[Start of Attachment]

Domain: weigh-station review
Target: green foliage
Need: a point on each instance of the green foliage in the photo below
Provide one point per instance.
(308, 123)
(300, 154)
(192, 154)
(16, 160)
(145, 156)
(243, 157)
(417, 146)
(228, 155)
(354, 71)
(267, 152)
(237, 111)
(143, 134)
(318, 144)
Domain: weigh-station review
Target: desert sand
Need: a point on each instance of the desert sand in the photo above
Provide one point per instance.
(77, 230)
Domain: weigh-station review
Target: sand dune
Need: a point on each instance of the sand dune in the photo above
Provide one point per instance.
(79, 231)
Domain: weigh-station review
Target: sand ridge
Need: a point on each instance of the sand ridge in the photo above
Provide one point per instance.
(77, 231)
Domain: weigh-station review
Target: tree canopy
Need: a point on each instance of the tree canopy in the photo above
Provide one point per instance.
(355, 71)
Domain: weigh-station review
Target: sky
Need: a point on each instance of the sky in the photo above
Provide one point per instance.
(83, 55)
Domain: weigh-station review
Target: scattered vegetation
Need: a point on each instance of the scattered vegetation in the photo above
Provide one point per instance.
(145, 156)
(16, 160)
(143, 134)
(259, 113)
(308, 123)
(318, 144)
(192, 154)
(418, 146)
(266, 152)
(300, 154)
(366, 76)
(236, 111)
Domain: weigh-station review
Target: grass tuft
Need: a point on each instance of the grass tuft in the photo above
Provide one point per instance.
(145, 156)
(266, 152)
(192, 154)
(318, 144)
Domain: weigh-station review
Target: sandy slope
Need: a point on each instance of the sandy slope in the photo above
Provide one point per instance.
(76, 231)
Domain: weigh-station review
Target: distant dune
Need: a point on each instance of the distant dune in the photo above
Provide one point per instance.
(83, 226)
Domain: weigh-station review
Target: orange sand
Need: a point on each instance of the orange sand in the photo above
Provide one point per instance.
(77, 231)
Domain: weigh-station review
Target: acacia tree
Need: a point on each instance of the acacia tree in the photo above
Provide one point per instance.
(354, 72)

[End of Attachment]

→ What is being asked
Each line that holds the string "orange" counts once. Give the total for the listing and nothing else.

→ Exercise output
2